# Excerpted text start
Mr Obama is seeking to build a coalition of moderate Muslim governments to support his efforts to revive stalled Middle East peace talks and help the United States curb Iran's nuclear programme. -- PHOTO: REUTERS
CAIRO - PRESIDENT Barack Obama warmly greeted Egyptian President Hosni Mubarak on Thursday in this ancient seat of Islamic learning and culture before delivering a dose of 'truth-telling' about the often fraught relations between Americans and Muslims to a vast, electronically linked-in global audience.
Aides said Mr Obama's long-promised speech would blend hopeful words about mutual understanding with carefully chosen language on Iraq, Afghanistan and the Israeli-Palestinian standoff, plus blunt talk about the need for Muslims to embrace democracy, women's rights and economic opportunity.
AFTER watching Mr Obama give his first presidential television interview to an Arab station in a speech in Turkey in April, Muslims agree that the time for lofty rhetoric is over.
On Thursday, they want to hear the specifics of how he plans to change US policy in the Muslim world that for years has emphasised military assistance to mostly authoritarian governments rather than development aid.
After spending the night at Saudi King Abdullah's horse farm in the desert outside Riyadh, Mr Obama arrived at Egypt's imposing, ornate Qubba Palace on a lush property in the middle of Cairo with nearly two dozen horses leading his motorcade down the wide, palm-lined palace drive.
The US president jogged up the steps to greet his Egyptian counterpart with a handshake and the region's traditional double-cheek kiss. As the two leaders stood on a balcony, a military band in blue dress uniforms played both countries? national anthems.
Later, Mr Obama was delivering his long-promised speech to an audience at Cairo University. His brief stay in the city also was to include a visit to the Sultan Hassan mosque, a 600-year-old center of Islamic worship and study, and a tour of the Great Pyramids of Giza on the capital's outskirts. Aides said the schedule also would afford Mr Obama time to talk to Egyptian journalists and young people.
By the time Mr Obama had arrived, some of Cairo's main thoroughfares, normally packed with cars in the morning rush, were near empty. Many residents chose to stay home rather than try to navigate the sprawling city of 18 million with the heavy traffic restrictions.
# Excerpted text end
# The data start
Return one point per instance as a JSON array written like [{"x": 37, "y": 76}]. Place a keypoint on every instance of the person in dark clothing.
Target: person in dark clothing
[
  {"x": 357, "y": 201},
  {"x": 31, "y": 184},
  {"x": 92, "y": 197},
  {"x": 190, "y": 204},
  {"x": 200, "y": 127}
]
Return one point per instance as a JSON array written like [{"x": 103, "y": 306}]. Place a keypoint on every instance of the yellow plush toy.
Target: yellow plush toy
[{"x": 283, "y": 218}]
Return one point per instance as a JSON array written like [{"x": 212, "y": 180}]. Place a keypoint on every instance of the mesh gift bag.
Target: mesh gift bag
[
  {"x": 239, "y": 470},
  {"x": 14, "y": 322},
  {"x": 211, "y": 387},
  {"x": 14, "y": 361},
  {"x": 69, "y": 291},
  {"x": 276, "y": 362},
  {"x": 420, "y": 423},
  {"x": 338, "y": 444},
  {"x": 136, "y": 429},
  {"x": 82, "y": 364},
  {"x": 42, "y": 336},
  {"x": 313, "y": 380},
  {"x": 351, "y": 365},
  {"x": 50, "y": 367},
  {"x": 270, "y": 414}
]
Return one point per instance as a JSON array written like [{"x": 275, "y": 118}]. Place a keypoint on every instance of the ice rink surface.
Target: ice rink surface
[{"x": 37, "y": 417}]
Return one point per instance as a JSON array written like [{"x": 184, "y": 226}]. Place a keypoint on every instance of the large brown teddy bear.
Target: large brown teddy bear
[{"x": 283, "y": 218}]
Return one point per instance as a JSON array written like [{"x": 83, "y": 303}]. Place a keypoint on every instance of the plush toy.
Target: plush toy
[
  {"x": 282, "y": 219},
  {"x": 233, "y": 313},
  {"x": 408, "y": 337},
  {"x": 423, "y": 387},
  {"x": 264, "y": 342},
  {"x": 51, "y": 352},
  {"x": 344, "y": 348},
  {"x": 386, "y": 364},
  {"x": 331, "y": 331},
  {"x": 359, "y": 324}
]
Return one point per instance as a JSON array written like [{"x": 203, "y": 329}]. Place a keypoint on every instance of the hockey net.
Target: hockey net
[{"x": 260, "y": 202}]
# The data end
> [Exercise tasks]:
1. According to the news report on Obama's Cairo visit, where did he spend the night before arriving at Qubba Palace?
2. Render everything in the entries from the line containing "brown teddy bear." down to the last entry line as a JSON list of strings, one string per line, with blank lines left out.

> [Task-by-task answers]:
1. At Saudi King Abdullah's horse farm in the desert outside Riyadh.

2.
[
  "Return one point per instance as a JSON array written like [{\"x\": 184, \"y\": 226}]. Place a keypoint on every instance of the large brown teddy bear.",
  "Target: large brown teddy bear",
  "[{\"x\": 283, \"y\": 218}]",
  "Return one point per instance as a JSON array written like [{\"x\": 83, \"y\": 303}]. Place a keypoint on every instance of the plush toy.",
  "Target: plush toy",
  "[",
  "  {\"x\": 282, \"y\": 219},",
  "  {\"x\": 233, \"y\": 313},",
  "  {\"x\": 408, \"y\": 337},",
  "  {\"x\": 423, \"y\": 387},",
  "  {\"x\": 264, \"y\": 342},",
  "  {\"x\": 51, \"y\": 352},",
  "  {\"x\": 344, \"y\": 348},",
  "  {\"x\": 386, \"y\": 364},",
  "  {\"x\": 331, \"y\": 331},",
  "  {\"x\": 359, \"y\": 324}",
  "]",
  "Return one point per instance as a JSON array written like [{\"x\": 203, \"y\": 329}]. Place a keypoint on every instance of the hockey net.",
  "Target: hockey net",
  "[{\"x\": 260, \"y\": 202}]"
]